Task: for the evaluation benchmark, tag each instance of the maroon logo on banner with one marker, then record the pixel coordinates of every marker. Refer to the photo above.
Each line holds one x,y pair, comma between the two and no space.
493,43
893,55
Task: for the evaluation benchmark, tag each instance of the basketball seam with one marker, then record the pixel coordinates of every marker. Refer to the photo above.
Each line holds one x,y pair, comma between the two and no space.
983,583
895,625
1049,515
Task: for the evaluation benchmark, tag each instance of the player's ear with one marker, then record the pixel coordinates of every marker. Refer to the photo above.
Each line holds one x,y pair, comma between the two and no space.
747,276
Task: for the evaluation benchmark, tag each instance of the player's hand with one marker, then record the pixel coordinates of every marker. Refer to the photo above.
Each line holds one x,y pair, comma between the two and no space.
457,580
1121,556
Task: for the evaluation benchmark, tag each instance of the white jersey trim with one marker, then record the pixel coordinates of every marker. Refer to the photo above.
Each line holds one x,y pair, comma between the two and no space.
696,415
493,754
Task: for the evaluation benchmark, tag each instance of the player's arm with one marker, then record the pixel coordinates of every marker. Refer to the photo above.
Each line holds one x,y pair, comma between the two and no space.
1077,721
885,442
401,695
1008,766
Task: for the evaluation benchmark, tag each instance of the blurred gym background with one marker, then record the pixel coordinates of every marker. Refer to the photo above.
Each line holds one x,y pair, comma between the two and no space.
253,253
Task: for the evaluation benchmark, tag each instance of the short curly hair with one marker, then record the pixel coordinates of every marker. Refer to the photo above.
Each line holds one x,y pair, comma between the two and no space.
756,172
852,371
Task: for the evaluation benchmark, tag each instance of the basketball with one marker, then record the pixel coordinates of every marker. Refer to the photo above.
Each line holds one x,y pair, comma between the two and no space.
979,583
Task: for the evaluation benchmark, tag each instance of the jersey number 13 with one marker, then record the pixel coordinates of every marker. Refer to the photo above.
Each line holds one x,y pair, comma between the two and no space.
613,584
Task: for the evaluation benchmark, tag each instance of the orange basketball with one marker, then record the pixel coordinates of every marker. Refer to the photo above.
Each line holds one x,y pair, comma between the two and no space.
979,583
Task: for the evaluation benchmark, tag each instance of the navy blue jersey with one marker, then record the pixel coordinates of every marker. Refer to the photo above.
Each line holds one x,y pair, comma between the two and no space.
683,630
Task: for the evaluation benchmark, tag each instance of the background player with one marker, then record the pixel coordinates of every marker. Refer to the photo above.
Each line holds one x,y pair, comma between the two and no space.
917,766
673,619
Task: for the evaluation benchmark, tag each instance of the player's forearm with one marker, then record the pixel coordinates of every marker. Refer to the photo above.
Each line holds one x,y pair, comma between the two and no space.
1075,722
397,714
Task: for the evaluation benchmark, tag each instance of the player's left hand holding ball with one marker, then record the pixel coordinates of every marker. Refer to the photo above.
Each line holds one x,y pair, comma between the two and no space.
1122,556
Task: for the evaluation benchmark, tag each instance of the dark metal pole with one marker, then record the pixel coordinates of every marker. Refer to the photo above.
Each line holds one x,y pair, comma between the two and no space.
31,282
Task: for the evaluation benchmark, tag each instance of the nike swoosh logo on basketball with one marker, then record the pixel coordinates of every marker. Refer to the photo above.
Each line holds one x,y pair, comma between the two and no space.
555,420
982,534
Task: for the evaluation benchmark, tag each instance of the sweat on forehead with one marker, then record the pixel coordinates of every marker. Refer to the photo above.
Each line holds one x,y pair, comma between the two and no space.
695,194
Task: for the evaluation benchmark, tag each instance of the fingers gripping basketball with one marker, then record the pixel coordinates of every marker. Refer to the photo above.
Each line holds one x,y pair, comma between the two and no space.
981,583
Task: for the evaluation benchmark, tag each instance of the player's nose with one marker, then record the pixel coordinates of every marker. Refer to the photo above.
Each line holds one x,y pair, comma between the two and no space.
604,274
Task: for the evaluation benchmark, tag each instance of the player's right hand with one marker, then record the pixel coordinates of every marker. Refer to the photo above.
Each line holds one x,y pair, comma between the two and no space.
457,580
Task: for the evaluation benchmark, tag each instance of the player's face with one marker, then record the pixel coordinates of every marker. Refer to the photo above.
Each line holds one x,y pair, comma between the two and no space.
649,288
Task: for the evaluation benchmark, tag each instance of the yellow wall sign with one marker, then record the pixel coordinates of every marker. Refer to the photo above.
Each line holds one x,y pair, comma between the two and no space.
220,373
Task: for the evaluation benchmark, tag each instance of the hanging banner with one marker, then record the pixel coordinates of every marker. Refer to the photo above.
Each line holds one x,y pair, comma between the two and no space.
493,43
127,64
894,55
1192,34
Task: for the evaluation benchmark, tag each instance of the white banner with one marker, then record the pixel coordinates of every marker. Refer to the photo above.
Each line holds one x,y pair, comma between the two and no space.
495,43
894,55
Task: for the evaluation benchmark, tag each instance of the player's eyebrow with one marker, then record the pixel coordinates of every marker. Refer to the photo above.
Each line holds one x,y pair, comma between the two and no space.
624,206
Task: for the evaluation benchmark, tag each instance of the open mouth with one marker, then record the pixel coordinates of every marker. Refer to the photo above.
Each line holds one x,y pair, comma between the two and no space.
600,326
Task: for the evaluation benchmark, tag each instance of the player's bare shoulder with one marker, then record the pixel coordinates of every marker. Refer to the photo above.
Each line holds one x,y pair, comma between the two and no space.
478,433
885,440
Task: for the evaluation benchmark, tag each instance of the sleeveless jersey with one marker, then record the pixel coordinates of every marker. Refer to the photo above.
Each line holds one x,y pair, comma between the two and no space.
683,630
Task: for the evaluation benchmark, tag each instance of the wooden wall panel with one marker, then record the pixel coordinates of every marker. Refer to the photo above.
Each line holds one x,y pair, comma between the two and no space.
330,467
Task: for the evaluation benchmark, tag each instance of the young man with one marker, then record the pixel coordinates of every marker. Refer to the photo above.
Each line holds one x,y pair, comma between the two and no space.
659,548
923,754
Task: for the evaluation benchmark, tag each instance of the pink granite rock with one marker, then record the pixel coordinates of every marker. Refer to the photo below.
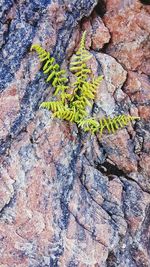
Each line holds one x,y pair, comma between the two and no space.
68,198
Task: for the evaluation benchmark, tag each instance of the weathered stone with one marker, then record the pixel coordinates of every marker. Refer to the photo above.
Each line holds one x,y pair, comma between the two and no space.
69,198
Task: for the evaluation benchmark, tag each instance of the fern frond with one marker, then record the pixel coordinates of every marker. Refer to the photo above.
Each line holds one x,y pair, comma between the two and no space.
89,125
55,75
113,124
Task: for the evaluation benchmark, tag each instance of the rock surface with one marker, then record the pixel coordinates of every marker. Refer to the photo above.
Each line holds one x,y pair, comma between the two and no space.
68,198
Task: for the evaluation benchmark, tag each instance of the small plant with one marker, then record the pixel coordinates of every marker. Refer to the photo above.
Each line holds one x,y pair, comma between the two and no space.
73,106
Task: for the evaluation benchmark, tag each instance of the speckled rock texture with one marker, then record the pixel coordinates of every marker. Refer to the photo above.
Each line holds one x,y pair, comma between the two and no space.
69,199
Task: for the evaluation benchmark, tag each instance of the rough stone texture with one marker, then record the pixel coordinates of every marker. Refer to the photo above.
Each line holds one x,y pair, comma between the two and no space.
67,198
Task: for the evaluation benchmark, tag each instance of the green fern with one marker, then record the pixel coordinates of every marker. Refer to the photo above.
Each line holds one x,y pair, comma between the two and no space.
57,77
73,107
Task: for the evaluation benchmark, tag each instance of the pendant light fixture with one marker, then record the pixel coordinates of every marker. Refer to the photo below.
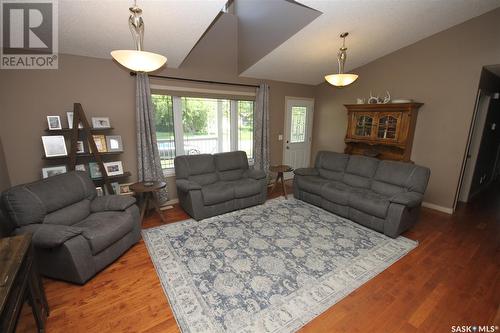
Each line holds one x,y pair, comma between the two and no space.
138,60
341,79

* * *

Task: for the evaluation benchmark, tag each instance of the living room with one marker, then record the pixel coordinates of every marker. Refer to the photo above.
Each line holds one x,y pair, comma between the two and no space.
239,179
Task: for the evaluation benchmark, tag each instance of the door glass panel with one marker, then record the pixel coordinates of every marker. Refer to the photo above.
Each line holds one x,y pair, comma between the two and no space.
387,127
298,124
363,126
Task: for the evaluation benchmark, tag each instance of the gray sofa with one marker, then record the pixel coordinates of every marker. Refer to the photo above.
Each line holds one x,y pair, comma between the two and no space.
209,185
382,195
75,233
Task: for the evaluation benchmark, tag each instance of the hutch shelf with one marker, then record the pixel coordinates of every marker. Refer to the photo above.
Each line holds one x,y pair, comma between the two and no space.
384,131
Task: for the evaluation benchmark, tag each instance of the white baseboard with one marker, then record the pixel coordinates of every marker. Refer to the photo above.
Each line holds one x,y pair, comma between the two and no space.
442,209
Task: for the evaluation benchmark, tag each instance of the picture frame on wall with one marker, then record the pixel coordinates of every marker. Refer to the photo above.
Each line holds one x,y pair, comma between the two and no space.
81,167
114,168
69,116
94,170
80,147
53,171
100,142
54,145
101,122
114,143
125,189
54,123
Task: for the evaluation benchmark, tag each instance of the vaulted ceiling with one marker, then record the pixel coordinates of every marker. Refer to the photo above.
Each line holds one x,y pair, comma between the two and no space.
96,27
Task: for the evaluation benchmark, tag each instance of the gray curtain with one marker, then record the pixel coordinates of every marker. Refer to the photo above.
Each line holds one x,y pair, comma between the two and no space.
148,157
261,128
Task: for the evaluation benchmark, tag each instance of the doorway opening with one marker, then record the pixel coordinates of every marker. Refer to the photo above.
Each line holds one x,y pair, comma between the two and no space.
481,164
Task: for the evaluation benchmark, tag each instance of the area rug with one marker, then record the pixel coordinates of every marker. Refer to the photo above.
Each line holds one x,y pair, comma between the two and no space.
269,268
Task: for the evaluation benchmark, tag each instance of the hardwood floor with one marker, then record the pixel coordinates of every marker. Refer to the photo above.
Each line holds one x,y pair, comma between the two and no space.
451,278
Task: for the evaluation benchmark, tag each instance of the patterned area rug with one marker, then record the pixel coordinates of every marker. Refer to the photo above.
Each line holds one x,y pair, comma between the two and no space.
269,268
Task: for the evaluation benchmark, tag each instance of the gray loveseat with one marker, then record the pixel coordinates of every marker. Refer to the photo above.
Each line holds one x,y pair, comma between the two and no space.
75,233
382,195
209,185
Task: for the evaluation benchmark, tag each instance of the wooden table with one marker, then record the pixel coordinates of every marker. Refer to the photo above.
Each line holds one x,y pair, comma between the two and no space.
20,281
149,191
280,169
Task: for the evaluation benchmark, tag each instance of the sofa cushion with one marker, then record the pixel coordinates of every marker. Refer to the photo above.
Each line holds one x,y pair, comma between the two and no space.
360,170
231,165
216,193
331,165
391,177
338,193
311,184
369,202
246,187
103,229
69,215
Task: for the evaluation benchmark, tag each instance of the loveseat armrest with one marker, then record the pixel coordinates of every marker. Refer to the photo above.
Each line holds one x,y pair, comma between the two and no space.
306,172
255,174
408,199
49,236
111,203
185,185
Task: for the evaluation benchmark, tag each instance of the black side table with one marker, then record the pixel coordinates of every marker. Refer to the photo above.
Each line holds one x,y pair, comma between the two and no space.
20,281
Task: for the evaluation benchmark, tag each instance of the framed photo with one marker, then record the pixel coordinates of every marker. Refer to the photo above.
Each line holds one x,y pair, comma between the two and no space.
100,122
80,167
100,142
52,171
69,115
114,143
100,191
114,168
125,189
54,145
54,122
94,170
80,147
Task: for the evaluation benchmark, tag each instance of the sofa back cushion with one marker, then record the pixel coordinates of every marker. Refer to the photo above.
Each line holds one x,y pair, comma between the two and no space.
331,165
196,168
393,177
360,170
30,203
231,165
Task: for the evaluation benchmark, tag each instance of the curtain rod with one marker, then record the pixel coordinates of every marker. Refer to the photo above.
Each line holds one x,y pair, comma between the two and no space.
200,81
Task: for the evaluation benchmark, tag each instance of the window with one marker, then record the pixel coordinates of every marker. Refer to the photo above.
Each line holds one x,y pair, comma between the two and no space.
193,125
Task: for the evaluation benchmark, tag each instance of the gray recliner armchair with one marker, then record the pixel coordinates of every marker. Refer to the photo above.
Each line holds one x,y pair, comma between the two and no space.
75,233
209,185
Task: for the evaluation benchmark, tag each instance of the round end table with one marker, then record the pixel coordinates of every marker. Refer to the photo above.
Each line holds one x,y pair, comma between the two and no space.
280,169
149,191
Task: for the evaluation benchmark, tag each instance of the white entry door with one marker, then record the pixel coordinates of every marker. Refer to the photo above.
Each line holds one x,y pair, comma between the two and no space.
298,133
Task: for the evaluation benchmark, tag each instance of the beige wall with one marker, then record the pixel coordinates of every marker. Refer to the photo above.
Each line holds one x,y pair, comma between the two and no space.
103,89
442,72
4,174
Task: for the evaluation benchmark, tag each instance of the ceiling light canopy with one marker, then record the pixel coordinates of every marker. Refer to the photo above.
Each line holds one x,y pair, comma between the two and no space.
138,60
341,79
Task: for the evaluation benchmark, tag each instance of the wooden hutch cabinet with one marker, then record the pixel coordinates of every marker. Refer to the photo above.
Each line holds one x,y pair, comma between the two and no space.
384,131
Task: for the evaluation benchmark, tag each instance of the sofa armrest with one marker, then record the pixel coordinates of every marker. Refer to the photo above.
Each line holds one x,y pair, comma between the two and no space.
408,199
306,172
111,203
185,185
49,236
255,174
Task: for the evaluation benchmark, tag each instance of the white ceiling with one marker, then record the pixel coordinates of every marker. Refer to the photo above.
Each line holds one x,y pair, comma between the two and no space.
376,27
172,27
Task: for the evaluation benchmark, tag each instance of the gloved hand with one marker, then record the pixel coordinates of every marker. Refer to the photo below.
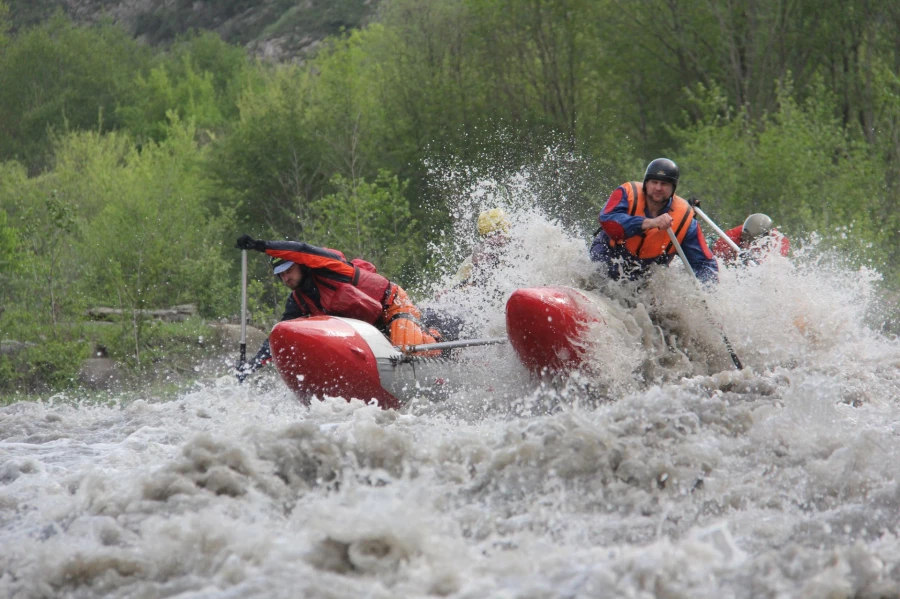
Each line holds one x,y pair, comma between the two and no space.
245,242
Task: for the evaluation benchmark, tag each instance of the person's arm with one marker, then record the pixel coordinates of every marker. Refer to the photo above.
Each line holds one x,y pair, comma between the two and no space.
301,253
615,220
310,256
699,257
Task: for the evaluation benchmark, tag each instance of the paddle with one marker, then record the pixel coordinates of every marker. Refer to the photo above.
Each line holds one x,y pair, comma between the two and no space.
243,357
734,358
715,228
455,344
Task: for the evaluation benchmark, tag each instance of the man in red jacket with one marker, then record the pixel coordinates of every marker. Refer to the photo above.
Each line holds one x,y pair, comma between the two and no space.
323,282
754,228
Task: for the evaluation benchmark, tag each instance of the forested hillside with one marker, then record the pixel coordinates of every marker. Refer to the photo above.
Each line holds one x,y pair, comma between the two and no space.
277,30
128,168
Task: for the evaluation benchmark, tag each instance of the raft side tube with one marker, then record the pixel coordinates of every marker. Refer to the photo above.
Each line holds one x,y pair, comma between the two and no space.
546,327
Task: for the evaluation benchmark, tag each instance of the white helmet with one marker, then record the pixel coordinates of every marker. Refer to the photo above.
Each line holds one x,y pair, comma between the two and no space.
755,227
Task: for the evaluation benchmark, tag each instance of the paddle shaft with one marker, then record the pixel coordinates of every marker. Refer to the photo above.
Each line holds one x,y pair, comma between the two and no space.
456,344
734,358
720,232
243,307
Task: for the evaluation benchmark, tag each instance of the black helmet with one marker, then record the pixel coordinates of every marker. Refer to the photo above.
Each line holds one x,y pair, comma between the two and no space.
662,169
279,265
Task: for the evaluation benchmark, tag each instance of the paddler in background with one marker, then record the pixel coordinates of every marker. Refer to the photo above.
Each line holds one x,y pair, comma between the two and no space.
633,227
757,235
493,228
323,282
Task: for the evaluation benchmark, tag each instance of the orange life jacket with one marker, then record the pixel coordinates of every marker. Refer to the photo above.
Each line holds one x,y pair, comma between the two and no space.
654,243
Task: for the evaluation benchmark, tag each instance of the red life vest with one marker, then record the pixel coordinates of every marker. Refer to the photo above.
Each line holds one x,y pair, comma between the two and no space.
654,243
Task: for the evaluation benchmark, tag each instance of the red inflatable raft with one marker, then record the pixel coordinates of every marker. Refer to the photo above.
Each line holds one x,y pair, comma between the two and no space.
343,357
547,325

→ Aim of the exercise: Please locate every line in the items above that contains the string "cushion", with case counting, and copy each of those lines in full.

→ Solution to the problem:
Task: for the evaluation benchmark, tag each instance of the sofa cushion with one marker, then record the pixel coordinates of every marker. Refer to the photo above.
Task: for the evaluation benchmark, tag each instance of the sofa back cushion with one marker, then record the pixel coordinates of every marker. Refer to the photo above.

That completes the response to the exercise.